After reading the records, print them all again exactly as they stand.

╭──

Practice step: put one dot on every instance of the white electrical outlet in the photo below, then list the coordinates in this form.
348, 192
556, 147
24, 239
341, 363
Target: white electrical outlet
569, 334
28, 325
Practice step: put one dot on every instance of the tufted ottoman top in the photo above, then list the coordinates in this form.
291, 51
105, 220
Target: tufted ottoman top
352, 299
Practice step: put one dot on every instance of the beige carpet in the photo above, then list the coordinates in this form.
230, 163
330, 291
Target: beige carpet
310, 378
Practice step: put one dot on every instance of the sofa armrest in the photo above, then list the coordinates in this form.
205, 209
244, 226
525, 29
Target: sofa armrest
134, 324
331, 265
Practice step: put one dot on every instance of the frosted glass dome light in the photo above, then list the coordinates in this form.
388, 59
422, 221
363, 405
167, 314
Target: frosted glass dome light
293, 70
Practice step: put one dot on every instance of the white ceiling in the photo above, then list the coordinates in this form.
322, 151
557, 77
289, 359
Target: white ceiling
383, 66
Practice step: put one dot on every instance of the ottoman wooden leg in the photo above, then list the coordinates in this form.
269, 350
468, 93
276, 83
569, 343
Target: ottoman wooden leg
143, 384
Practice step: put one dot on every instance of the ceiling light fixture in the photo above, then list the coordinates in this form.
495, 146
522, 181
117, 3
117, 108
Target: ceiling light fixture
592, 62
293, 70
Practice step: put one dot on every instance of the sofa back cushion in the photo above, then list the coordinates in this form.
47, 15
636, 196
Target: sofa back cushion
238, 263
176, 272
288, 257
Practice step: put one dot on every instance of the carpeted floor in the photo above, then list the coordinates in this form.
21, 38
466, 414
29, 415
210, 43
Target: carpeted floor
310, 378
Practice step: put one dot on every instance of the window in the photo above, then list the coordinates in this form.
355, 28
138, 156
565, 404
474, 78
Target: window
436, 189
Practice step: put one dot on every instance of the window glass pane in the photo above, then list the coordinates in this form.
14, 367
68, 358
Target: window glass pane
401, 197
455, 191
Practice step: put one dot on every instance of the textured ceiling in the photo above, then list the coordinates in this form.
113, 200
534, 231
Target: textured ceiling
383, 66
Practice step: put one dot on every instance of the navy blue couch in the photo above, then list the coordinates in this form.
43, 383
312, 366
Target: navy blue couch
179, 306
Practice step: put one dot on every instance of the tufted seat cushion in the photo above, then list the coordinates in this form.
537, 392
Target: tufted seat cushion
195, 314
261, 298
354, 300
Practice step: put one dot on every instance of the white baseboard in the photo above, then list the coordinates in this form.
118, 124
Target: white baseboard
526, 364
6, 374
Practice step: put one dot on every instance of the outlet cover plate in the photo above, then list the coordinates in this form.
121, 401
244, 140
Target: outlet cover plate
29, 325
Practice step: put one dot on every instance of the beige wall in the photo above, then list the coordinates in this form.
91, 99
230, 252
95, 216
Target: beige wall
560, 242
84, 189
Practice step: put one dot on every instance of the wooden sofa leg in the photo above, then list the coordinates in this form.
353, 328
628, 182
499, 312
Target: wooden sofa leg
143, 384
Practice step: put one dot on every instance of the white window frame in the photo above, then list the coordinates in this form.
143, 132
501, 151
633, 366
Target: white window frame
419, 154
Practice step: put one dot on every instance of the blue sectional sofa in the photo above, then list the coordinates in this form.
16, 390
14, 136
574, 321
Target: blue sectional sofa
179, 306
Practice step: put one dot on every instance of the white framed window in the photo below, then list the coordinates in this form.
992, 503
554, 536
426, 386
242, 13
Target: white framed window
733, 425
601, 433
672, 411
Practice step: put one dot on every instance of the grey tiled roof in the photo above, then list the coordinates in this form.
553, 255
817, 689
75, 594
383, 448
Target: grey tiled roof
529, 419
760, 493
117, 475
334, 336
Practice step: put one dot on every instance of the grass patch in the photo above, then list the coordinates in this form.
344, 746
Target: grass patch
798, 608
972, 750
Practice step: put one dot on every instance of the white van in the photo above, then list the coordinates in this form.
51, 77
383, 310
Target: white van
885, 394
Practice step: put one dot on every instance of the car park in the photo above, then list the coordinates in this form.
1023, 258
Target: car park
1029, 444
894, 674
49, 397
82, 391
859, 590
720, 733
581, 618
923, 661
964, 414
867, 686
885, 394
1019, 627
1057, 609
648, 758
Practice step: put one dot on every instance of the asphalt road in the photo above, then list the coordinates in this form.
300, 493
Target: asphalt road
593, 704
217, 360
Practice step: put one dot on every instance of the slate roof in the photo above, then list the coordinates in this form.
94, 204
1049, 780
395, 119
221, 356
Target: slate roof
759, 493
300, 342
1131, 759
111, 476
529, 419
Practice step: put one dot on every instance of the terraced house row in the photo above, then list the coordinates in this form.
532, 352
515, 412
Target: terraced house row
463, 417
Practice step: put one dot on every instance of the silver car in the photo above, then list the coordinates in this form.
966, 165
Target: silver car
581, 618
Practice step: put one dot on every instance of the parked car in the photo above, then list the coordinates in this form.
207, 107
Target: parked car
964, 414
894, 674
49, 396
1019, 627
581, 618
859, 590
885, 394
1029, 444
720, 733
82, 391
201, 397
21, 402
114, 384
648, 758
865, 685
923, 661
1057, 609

╰──

Exercise result:
Practice step: put one dot on every instance of the white electrical outlet in the photo below, then list the coordinates in this form.
348, 192
556, 147
24, 239
341, 363
Target: white electrical outlet
569, 334
28, 325
Practice step: put one dot on every instance of the tufted ottoman top in the photo above, then list the coordinates in this form.
291, 51
105, 220
Target: tufted ottoman top
352, 299
Practice step: put one dot on every instance of the beige carpet in the photo above, then list the coordinates in this form.
230, 163
330, 291
Target: beige carpet
310, 378
Practice step: put one dot on every instance of the sofa armrest in the photo above, then list the coordinates in this form.
205, 209
244, 226
525, 29
Target: sofa armrest
134, 324
331, 265
Practice step: put one dot on every instance of the frosted glass dome light in the photo above, then list the coordinates in this form.
388, 59
422, 221
363, 405
167, 314
Target: frosted glass dome light
293, 70
Practice step: put one dot on every instance of the white ceiling in the photo above, then list the coordinates in this form.
322, 151
557, 77
289, 359
Target: white ceiling
383, 66
Practice step: put one dot on every instance of the ottoman wooden leg in the photo above, then list the coordinates in this form.
269, 350
468, 93
276, 83
569, 343
Target: ottoman wooden leg
143, 384
Practice step: put one dot on every instance of the ceiling light fixture in the photo above, then list the coordinates in this form.
495, 146
522, 181
117, 3
117, 108
Target: ceiling light fixture
592, 62
293, 70
Practice step: put one dot on every instance of the sofa back cushion in the photo above, then list the coordinates in this form.
47, 15
636, 196
Target: sofa back cushion
238, 263
176, 272
288, 257
Practice step: put one dot on every instance of the carpeted floor in the photo above, then list the coordinates in this form.
21, 38
466, 414
29, 415
210, 43
Target: carpeted floor
310, 378
Practice step: put one dot on every instance of the window in the photo above, then list the coordinates in this form.
355, 28
138, 156
565, 404
474, 78
Target: window
436, 189
Practice step: put one dot on every instance of the window glass pane in the photo above, then list the coordinates in this form.
14, 367
68, 358
Target: window glass pane
401, 197
455, 191
Practice step: put one dot on every instance of the textured ceiling in the photo above, then list the coordinates in this form.
113, 200
534, 231
Target: textured ceiling
383, 66
Practice step: put one dot on every instance of the navy blue couch in the photo above, then list the coordinates in this form.
43, 383
312, 366
Target: navy blue couch
179, 306
Practice step: put one dot on every instance of the tufted seat cushion in the photo above, then list the coordinates in this form.
537, 392
Target: tufted seat cushion
195, 314
261, 298
354, 300
Practice step: put one dot on every instance of the white baseboard in the photo above, then list the coordinates in this form.
118, 124
Target: white baseboard
526, 364
6, 374
Practice step: put one dot on every instance of the outlet cover plate in the photo above, then list the coordinates in this form.
121, 401
244, 140
Target: outlet cover plate
29, 325
Practice step: put one dot on every instance of the beige wall in the photo above, then list the coordinates in this form.
91, 99
230, 252
95, 216
Target: beige wall
560, 242
84, 189
Practice step: put one dot on every instance of the wooden sofa leg in the photo above, then list the coordinates in this form.
353, 328
628, 182
499, 312
Target: wooden sofa leg
143, 384
Practice step: put one dot on every instance of the white window frame in the photo above, then list the coordinates in this form.
143, 132
501, 151
633, 366
Target: white window frame
419, 154
Practice step: put one dot on every instance of the blue sectional sofa in the photo above, then list the coordinates in this form.
16, 390
14, 136
574, 321
Target: blue sectional sofa
179, 306
Practice step: put one dot on every instance of the white framed window in the photo below, then list the coordinates in this form.
992, 503
554, 536
426, 386
242, 13
Target: white framed window
733, 425
601, 433
672, 411
Practice step: put one dot on every instance of the grey tiled roof in the photo above, then list the coordinates in this form.
553, 255
817, 689
75, 594
383, 448
Target: grey tiled roof
529, 419
760, 493
117, 475
334, 336
Practice step: put one dot on every instance of the grass patch in the photo above, then list the coordinates in this form.
344, 746
Target: grass patch
798, 608
972, 750
Practice step: put one dot on every instance of the white van in the photo above, then list the coordinates in this form.
51, 77
383, 310
Target: white van
885, 394
Practice step: put one dot on every instance of the car park in the photo above, then list the coordinates in this form.
1023, 258
Target: car park
1029, 444
894, 674
49, 397
82, 391
859, 590
720, 733
581, 618
923, 661
964, 414
867, 686
885, 394
1019, 627
1057, 609
648, 758
Practice step: put one dot on every instance of the asphalt road in the photo above, then list the coordinates in this form.
300, 493
Target: asphalt road
593, 704
217, 360
Practice step: put one dot on every instance of the slate roof in the photo above, then list the coordinates in this form.
94, 204
1049, 780
395, 119
221, 356
Target: slate roof
759, 493
300, 342
1131, 759
111, 476
529, 419
Practice step: put one dot on every instance of the terraced house row in the photo above, then list the coordinates in this form.
532, 352
515, 412
Target: terraced house row
463, 417
Practice step: put one dot on every instance of the silver car in the photo above, then list the coordinates in this form.
966, 165
Target: silver car
581, 618
Practice step: put one dot on every instance of the parked car in the photo above, then list the coordinates in this form.
207, 107
Target: parked car
964, 414
894, 674
49, 396
1019, 627
581, 618
859, 590
885, 394
1029, 444
720, 733
82, 391
201, 397
21, 402
114, 384
648, 758
865, 685
923, 661
1057, 609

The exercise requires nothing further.